Here are records with pictures in them. Copy all of them exactly and leave the pictures out.

++++ Provided records ++++

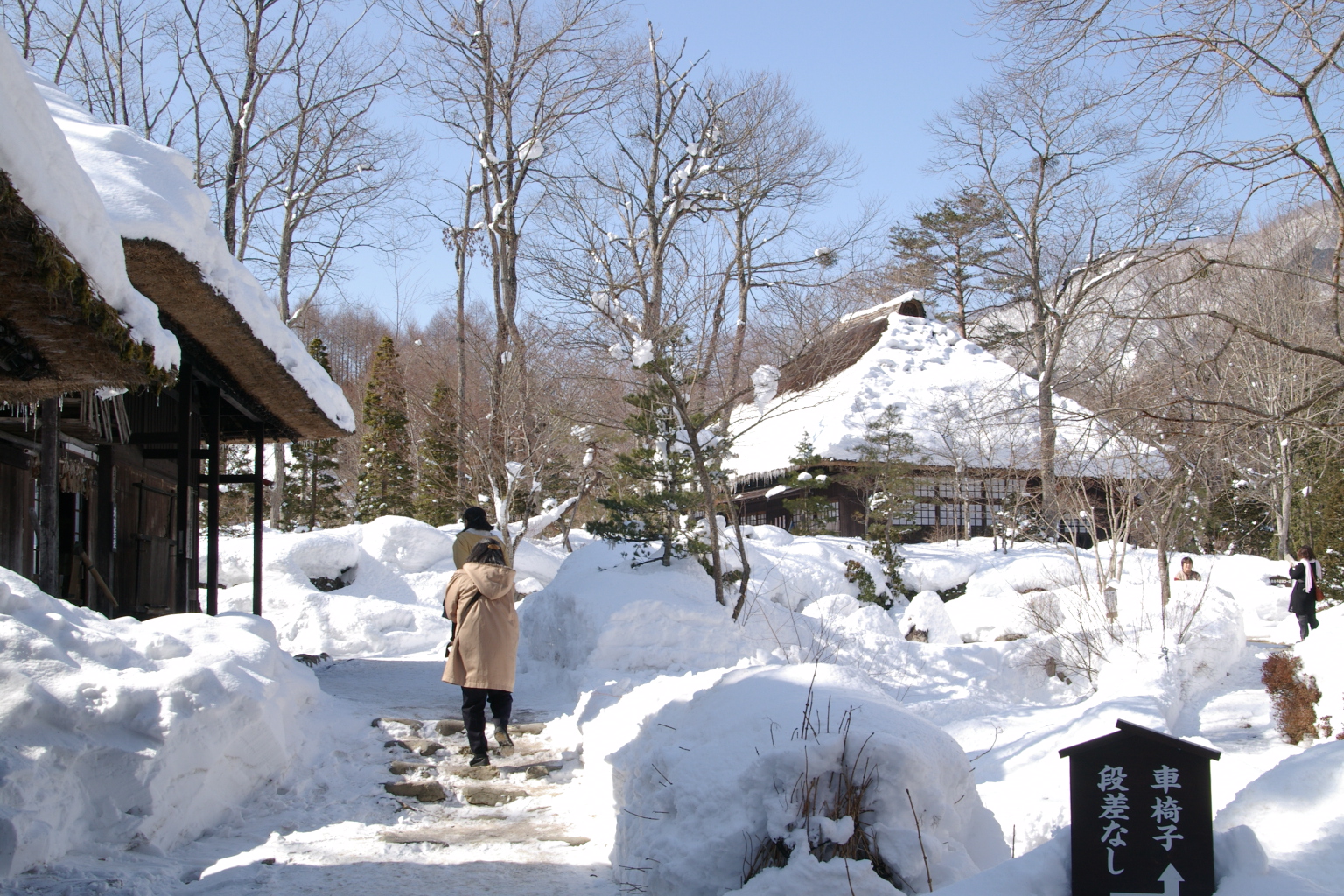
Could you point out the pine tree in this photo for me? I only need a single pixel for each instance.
(883, 481)
(949, 250)
(312, 489)
(386, 480)
(436, 499)
(659, 489)
(809, 511)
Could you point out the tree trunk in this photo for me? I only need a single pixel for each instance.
(1285, 496)
(1048, 482)
(49, 497)
(277, 492)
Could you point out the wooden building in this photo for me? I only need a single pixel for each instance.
(110, 469)
(962, 484)
(110, 466)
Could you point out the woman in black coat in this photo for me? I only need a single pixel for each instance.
(1306, 578)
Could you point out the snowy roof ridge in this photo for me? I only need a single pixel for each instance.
(958, 402)
(150, 193)
(877, 309)
(52, 183)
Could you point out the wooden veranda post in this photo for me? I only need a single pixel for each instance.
(49, 497)
(258, 468)
(182, 506)
(213, 500)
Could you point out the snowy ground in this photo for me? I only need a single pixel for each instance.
(664, 725)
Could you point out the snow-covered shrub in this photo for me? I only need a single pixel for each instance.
(128, 732)
(1294, 696)
(927, 620)
(715, 762)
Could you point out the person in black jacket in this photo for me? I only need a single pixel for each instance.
(1306, 579)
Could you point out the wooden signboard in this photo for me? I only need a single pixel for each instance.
(1143, 817)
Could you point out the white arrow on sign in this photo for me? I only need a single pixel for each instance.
(1170, 880)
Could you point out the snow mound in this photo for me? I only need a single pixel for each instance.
(406, 544)
(805, 875)
(43, 170)
(150, 192)
(125, 732)
(956, 399)
(928, 614)
(692, 788)
(388, 579)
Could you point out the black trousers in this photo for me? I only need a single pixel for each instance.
(1306, 622)
(473, 707)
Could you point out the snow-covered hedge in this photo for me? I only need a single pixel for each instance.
(130, 732)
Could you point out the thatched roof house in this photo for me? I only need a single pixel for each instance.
(972, 418)
(150, 348)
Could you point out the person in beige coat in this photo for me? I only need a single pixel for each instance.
(483, 655)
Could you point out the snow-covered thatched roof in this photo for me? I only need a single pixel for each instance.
(957, 401)
(66, 289)
(104, 190)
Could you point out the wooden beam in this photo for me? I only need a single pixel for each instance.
(172, 454)
(104, 522)
(182, 517)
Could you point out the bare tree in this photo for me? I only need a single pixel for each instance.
(776, 170)
(1053, 155)
(511, 78)
(1195, 63)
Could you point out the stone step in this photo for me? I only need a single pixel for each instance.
(402, 767)
(426, 792)
(416, 745)
(491, 794)
(449, 727)
(479, 773)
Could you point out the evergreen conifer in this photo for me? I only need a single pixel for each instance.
(312, 486)
(810, 511)
(657, 480)
(386, 480)
(436, 499)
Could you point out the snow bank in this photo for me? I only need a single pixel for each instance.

++++

| Answer space |
Could you point out the pine tree in this photo for me? I only need a single pixel for each instance.
(883, 481)
(949, 250)
(312, 489)
(386, 480)
(436, 499)
(659, 489)
(809, 511)
Could you point out the tree trunk in this photo for me? I only need a single pixel for each instance.
(1285, 496)
(1048, 482)
(49, 497)
(277, 492)
Could you point out the wooden building in this photo for me? I only need a single pixel for each instance.
(110, 469)
(962, 484)
(110, 466)
Could you point out the woman in black coat in this photo for me? I only need a single pixel for each instance.
(1306, 578)
Could you point out the snowy roof ridge in this photo for me? I only need a single pixel for each instance.
(958, 402)
(150, 193)
(877, 309)
(52, 183)
Could you point out the wooden veranda post in this photo for me? I only need a single pixel for each instance.
(49, 497)
(258, 468)
(182, 506)
(213, 500)
Could you point out the snowy ground in this photo for me? I only need a single pixel for each instance.
(664, 725)
Could you point out the snow-covered shrub in this photo for me? I only need a single pixel for each instance.
(128, 732)
(1294, 696)
(927, 620)
(715, 762)
Could you point out the person in black jacket in this photo for me? I only need a single pixel for each instance.
(1306, 579)
Could you point out the wooden signboard in this photo for me? I only need a single pixel for each instance.
(1143, 817)
Could you point out the white arrow on sign in this photo for me? I only need a single pixel for each instance.
(1170, 880)
Could you point out the snow mound in this photo for me? I only need a single pixel for each instance.
(406, 544)
(805, 875)
(43, 170)
(150, 192)
(125, 732)
(956, 399)
(928, 614)
(692, 788)
(388, 579)
Could you point out the black trousers in this photo for me? I only need a single pixel for each instance.
(1306, 622)
(473, 707)
Could you point out the snow-covered hedge in this photo for me? I only need a single pixel for each instance.
(130, 732)
Could you point out the thatched roof house in this photo for me? I only need a single pixel for each instance.
(972, 418)
(150, 348)
Could you point out the person in beige coat in this photo for me? I only need a single pixel for each instance.
(483, 655)
Could you point out the snow-covered thatched roof in this photo for me? I only need a single pixel for each instance.
(957, 401)
(66, 289)
(104, 190)
Could you point out the wooden beam in this photo for me? I only need a single pixel for each instance.
(172, 454)
(104, 522)
(182, 517)
Could you point out the bare tree in this photo for me? I only need a single pixel for each instance.
(776, 170)
(1053, 155)
(511, 78)
(1195, 63)
Could you point out the stone step in this photo for me? I only need a single pixel for each instance.
(402, 767)
(426, 792)
(416, 745)
(491, 794)
(449, 727)
(479, 773)
Could you point out the evergreen conifer in this photo for me? I only need a single pixel for each instance.
(312, 486)
(810, 511)
(657, 480)
(386, 480)
(436, 499)
Could you point out the snow bank in this photo for me? I only need a single pixel for each instance.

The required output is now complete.